* **Exercise prompt**: Filter the material below down to the lines containing the word "brown".

* **Data for the task**:
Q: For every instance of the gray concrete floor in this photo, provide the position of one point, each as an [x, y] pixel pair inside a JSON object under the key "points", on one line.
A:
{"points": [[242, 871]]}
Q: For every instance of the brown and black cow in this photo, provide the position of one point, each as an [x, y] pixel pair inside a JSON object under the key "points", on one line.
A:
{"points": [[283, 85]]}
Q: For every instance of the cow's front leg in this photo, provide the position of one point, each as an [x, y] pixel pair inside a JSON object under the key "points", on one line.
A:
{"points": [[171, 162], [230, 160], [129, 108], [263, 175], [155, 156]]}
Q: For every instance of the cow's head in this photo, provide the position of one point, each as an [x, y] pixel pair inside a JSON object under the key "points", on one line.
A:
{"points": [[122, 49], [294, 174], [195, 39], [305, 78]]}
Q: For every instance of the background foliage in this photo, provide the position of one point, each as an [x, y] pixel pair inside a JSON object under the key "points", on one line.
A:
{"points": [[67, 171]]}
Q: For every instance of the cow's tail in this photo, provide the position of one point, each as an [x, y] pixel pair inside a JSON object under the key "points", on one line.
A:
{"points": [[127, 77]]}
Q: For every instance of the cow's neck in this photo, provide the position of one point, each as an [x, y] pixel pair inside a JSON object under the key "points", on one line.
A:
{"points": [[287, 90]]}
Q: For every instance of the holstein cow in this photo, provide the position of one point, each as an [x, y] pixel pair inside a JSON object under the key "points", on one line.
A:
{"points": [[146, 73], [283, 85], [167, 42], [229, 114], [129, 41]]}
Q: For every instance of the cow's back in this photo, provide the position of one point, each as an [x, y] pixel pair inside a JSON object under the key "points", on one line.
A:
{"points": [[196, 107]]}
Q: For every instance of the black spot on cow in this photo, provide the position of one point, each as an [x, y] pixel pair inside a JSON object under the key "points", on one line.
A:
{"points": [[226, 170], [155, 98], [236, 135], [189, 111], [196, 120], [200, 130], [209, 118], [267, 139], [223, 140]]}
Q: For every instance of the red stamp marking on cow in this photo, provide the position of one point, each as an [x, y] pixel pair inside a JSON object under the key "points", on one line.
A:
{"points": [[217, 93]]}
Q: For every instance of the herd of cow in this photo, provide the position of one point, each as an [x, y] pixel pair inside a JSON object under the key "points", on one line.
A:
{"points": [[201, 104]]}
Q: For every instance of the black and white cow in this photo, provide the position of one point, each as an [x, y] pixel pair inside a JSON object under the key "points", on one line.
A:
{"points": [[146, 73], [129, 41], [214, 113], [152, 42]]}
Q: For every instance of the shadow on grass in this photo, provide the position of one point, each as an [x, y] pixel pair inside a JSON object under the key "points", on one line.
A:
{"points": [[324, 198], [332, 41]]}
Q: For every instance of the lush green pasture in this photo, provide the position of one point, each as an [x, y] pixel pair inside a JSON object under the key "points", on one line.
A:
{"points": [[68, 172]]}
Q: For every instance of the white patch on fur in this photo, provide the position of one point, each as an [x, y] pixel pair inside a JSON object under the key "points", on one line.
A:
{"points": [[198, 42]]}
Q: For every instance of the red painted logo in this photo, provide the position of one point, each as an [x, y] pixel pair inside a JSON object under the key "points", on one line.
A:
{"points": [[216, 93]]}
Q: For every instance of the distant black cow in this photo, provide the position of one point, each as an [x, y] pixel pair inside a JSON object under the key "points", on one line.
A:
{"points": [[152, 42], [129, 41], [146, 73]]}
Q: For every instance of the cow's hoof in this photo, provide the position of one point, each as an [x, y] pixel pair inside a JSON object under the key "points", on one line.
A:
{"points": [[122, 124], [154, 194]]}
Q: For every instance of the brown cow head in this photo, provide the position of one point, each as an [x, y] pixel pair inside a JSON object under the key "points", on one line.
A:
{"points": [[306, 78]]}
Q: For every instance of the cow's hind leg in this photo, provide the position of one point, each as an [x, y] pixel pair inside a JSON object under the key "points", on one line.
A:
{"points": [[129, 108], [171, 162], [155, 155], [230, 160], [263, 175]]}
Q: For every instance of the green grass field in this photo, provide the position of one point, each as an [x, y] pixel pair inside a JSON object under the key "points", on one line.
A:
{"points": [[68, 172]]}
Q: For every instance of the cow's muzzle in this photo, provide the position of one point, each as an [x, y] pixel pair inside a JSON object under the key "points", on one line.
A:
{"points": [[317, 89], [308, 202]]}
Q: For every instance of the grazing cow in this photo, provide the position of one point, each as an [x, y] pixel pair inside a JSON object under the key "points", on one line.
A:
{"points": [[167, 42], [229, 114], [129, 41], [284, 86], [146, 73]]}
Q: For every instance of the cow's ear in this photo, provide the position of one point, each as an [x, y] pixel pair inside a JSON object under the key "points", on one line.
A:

* **Result**:
Q: For every instance of the brown and black cow in this photo, provide the position of one point, each as an [x, y] pixel pair inside a JSON object under the key "points", on one line.
Q: For every instance of the brown cow head in this photo, provide the position of one point, each as an [x, y] pixel pair inside a JSON object under the key "points", on one line.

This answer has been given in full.